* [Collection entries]
════

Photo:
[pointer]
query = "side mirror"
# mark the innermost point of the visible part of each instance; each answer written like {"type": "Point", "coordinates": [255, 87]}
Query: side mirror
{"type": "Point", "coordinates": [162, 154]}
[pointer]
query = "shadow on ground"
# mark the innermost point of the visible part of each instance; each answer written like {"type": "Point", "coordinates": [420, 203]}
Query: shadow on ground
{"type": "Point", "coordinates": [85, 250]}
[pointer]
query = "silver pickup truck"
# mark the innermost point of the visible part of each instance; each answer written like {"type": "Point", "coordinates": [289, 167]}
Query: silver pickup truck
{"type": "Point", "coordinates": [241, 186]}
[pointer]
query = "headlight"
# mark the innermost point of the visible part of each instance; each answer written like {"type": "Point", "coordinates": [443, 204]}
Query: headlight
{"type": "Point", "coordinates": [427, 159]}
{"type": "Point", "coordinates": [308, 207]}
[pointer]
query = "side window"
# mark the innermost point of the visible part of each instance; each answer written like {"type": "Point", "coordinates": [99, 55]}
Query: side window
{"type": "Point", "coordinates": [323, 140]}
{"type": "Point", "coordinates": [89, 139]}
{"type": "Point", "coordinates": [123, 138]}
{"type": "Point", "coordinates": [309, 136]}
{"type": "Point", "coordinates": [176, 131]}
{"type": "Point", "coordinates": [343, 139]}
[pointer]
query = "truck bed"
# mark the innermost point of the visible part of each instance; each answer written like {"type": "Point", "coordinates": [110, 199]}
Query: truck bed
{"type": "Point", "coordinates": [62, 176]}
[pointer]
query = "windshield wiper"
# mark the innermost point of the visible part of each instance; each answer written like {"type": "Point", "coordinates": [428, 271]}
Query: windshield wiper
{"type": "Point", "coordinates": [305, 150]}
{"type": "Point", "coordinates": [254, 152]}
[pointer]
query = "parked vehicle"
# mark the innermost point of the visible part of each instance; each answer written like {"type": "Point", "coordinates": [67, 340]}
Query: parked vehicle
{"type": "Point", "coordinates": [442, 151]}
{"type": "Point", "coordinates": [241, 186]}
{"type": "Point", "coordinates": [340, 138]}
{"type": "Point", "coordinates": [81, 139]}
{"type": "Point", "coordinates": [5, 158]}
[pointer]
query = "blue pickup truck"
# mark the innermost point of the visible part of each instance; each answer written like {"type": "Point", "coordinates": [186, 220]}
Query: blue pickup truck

════

* [YOUR OBJECTIVE]
Copy out every line of the items above that includes the word "wiper".

* [THE RESPONSE]
query = "windshield wiper"
Query: windshield wiper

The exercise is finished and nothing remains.